***** Dataset excerpts

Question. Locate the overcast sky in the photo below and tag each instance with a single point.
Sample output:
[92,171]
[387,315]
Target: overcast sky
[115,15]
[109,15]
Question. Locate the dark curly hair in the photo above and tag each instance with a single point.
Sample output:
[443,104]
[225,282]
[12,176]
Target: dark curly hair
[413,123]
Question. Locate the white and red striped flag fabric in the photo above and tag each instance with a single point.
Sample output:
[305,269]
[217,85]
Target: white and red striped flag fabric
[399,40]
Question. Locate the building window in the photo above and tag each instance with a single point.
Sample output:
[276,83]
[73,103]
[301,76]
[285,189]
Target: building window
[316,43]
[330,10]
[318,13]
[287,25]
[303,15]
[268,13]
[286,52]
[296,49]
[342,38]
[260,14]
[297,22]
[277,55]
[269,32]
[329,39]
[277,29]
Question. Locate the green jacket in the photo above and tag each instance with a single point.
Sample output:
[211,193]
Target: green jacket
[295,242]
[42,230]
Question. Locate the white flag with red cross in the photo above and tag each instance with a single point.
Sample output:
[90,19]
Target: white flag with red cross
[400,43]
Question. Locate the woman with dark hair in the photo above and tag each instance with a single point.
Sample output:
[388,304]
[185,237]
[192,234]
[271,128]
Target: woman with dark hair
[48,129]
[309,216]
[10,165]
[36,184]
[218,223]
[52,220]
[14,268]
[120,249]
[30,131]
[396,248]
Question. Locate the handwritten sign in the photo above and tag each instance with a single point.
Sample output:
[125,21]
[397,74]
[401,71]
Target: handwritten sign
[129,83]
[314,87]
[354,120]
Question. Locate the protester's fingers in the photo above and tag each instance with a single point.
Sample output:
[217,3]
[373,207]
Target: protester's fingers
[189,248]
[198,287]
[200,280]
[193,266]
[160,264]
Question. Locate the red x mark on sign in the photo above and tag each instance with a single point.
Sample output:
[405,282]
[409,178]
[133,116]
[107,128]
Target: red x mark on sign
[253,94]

**********

▶ _What needs to be done_
Could you rewrite every line of the data above as a numbered list, leaving out any blank lines?

▶ _Response below_
1. Question. Locate the overcast sky in the photo below and tag each instance with a single point.
2. Sample output:
3. [92,171]
4. [387,315]
5. Target: overcast sky
6. [115,15]
7. [109,15]
8. Question. Locate the dark curly hair in the photo above and tag each instance with a single point.
9. Sample output:
10. [443,104]
11. [225,282]
12. [12,176]
13. Target: dark curly hair
14. [413,123]
15. Question. Locate the white and red striped flag fabric in the photo above and tag each instance with a single point.
16. Sample output:
17. [305,269]
18. [217,85]
19. Target: white and red striped flag fabric
20. [399,40]
21. Question. Locate the building window in the photo above and tag each instance with a single point.
22. Sample output:
23. [276,83]
24. [73,103]
25. [301,76]
26. [285,189]
27. Target: building window
28. [316,43]
29. [330,10]
30. [318,13]
31. [287,25]
32. [303,15]
33. [268,13]
34. [286,52]
35. [296,49]
36. [342,38]
37. [260,14]
38. [297,22]
39. [277,55]
40. [269,32]
41. [329,39]
42. [277,29]
43. Question. Locate the green jacket in the photo above and tag each instance with a single point.
44. Sample output:
45. [211,193]
46. Target: green jacket
47. [295,242]
48. [42,230]
49. Question. Locate the white flag with red cross in the photo above and tag each instance with a single point.
50. Sample output:
51. [90,19]
52. Target: white flag with red cross
53. [400,43]
54. Question. Locate the woman with dark hair in the photo above and tag each instance with a single point.
55. Sample output:
56. [388,304]
57. [185,237]
58. [192,234]
59. [271,128]
60. Target: woman with dark hair
61. [48,129]
62. [309,216]
63. [10,165]
64. [36,184]
65. [218,223]
66. [52,220]
67. [14,268]
68. [120,249]
69. [30,131]
70. [396,248]
71. Question. Locate the handwritten sign in the photo above and tag each instance with a single point.
72. Sample output:
73. [125,21]
74. [397,74]
75. [401,71]
76. Target: handwritten sign
77. [129,83]
78. [314,87]
79. [354,120]
80. Question. Locate the protester's fingers in the photo above and tag each instance with a single point.
81. Sample output:
82. [217,3]
83. [373,207]
84. Target: protester's fingers
85. [189,248]
86. [198,287]
87. [200,280]
88. [193,266]
89. [160,264]
90. Question. Locate the red x mark on sign in the photo above and tag each instance with a single point.
91. Sample output:
92. [405,282]
93. [409,178]
94. [133,116]
95. [107,128]
96. Target: red x mark on sign
97. [253,94]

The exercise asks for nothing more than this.